Enunciado 1. Identifique, nas entradas abaixo, cada linha em que aparece a string "target" e copie essas linhas.

Trecho do documento.
__________
A sorte que se tem de ter, nos dias de hoje, para sentir-se um cidadão neste mundo suspeito que seja quase a mesma daquela que se espera de um ganhador da Euromilhões. É a loteria do nascimento, onde a cor do seu passaporte determina o nível de nervosismo e desrespeito a ser esperado quando se decide atravessar alguma fronteira, ainda que a passeio — e o nível de acolhimento e participação cidadã disponibilizado se quiser construir sua vida em outro país.

A sociedade retrocede a cada passo à direita, retornando ao conceito de cidadania amarrado pelas fronteiras artificiais e se afasta da noção cidadã participativa, aquela de formação da vontade coletiva de maneira partilhada, utilizando o espaço público como uma piscina harmoniosa de diferenças em prol do bem comum e da construção daquilo que todos almejam: uma nação mais forte, coesa e desenvolvida.
__________
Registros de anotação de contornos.
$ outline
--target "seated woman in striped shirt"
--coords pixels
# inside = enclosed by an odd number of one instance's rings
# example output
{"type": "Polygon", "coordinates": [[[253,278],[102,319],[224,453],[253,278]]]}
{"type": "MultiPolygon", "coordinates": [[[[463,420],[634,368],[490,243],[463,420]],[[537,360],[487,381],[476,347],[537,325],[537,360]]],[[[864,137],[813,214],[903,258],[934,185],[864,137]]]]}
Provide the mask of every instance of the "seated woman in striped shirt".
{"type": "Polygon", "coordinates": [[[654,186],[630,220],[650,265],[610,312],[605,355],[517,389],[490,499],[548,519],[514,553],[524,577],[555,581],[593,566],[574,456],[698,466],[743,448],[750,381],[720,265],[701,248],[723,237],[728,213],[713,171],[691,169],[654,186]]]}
__________
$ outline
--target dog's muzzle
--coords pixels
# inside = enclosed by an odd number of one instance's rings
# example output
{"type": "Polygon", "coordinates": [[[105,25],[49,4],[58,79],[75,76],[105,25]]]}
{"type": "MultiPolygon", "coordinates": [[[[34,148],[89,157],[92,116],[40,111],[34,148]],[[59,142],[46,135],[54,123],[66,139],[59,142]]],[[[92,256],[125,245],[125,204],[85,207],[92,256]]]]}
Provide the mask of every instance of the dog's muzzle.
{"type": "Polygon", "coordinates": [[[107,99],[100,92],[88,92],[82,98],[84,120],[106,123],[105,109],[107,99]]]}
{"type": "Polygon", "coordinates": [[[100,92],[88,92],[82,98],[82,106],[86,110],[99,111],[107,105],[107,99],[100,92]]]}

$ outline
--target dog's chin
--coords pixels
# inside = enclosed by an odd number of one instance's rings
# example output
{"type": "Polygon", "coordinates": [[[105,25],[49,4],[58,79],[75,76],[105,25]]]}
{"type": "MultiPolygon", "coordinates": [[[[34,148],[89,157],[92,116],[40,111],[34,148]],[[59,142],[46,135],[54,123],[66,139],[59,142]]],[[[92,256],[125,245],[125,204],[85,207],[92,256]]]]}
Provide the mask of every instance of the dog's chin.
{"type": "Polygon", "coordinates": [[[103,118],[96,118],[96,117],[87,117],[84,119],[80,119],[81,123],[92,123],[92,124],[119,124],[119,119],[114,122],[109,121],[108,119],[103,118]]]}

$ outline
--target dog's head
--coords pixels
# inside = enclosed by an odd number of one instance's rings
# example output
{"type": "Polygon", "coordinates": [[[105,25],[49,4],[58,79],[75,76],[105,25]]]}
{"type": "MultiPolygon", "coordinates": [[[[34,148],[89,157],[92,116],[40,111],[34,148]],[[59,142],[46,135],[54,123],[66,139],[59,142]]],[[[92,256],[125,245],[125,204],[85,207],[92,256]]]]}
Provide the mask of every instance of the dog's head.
__________
Enunciado 2. Imprima, do texto sobre cidadania acima, o trecho que começa em "A sorte que" e segue até "em outro país.".

Saída da tarefa 1.
--target "seated woman in striped shirt"
--target dog's muzzle
--target dog's chin
--target dog's head

Saída da tarefa 2.
A sorte que se tem de ter, nos dias de hoje, para sentir-se um cidadão neste mundo suspeito que seja quase a mesma daquela que se espera de um ganhador da Euromilhões. É a loteria do nascimento, onde a cor do seu passaporte determina o nível de nervosismo e desrespeito a ser esperado quando se decide atravessar alguma fronteira, ainda que a passeio — e o nível de acolhimento e participação cidadã disponibilizado se quiser construir sua vida em outro país.